Excerpt to read »
[BEGIN]

No, I’m not talking about al Qaeda or Iraq. I mean the war I covered for 10 years as a reporter and editor at a gay newspaper — the war involving the struggle for gay civil rights. I’m talking about what happens when that war hits home and battles are fought on familiar turf.

Last week my hometown newspaper reported on an effort by the Human Rights Commission in Burlington, Iowa, to get the city council to add sexual orientation to the employment non-discrimination law. The council rejected that recommendation, saying it has no funding or resources to uphold such a law. The mayor, a man I’ve never met and knew nothing about until I read this article, is quoted as saying, “Why would we want to make a change when we can’t enforce it? ”

[END]

Tasks to complete »
- 1) Extract everything in the excerpt on gay civil rights from "No, I’m not" down to "on familiar turf.".
- 2) Please copy everything in the listing from the line that contains "The service MUST place a point on the white wall, one" down to the line that contains "x=592, y=135", both of those lines included.

[Location annotation dataset extracts]

[BEGIN]

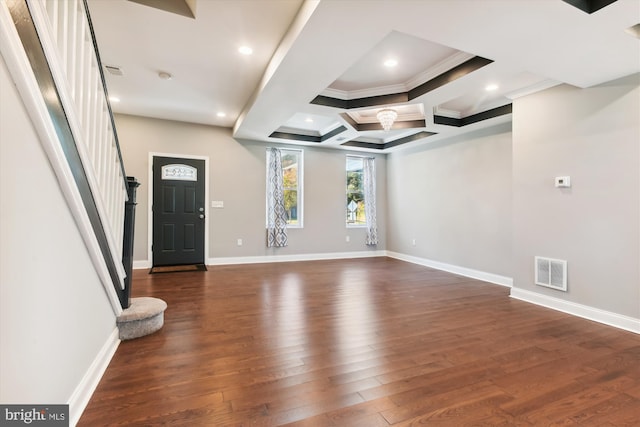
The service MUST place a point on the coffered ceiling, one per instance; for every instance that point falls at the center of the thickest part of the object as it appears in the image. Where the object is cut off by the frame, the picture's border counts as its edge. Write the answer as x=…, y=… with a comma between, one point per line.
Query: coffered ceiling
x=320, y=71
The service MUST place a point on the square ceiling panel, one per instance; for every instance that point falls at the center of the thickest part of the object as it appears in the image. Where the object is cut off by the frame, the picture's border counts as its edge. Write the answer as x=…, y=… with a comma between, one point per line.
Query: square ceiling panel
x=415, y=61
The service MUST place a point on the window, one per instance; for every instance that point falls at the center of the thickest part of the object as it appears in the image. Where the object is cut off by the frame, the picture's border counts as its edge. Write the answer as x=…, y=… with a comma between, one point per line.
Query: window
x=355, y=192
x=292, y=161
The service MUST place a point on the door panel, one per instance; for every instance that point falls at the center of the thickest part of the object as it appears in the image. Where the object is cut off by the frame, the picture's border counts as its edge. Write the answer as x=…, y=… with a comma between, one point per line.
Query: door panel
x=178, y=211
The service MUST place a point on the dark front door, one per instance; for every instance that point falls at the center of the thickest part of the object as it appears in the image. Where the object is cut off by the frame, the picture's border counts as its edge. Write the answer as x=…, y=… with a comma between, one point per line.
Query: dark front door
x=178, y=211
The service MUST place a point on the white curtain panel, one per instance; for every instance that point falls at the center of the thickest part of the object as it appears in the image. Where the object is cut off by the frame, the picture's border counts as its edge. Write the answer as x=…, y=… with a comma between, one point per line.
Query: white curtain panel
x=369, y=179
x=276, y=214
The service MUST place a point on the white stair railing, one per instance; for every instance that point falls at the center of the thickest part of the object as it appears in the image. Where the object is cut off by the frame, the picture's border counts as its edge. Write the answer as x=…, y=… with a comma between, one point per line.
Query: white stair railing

[END]
[BEGIN]

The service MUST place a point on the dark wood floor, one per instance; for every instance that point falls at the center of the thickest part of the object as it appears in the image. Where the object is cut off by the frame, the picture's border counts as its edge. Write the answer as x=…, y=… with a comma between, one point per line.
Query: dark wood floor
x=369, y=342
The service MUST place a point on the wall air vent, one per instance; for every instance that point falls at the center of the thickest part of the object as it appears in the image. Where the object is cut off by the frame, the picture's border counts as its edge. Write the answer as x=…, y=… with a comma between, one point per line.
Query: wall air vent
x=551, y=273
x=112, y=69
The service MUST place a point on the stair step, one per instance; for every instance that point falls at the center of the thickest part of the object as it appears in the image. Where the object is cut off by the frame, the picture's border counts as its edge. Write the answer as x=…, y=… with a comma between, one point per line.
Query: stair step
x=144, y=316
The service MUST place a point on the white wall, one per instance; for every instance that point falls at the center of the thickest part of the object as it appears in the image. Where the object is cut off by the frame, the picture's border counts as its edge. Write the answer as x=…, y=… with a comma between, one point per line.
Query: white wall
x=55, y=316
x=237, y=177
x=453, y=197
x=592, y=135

[END]
[BEGIN]

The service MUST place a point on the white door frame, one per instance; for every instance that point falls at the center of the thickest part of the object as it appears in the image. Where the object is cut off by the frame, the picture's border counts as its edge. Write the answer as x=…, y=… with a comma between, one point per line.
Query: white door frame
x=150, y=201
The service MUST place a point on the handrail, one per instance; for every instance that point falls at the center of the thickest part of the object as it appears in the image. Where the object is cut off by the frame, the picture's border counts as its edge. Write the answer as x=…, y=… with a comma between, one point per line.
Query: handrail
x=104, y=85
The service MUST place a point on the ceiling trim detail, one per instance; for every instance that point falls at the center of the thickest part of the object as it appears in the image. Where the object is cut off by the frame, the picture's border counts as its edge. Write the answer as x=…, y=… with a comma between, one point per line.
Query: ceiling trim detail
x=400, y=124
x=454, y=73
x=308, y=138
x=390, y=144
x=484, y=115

[END]

Solutions in order »
- 1)
No, I’m not talking about al Qaeda or Iraq. I mean the war I covered for 10 years as a reporter and editor at a gay newspaper — the war involving the struggle for gay civil rights. I’m talking about what happens when that war hits home and battles are fought on familiar turf.

- 2)
The service MUST place a point on the white wall, one per instance; for every instance that point falls at the center of the thickest part of the object as it appears in the image. Where the object is cut off by the frame, the picture's border counts as its edge. Write the answer as x=…, y=… with a comma between, one point per line.
Query: white wall
x=55, y=316
x=237, y=177
x=453, y=197
x=592, y=135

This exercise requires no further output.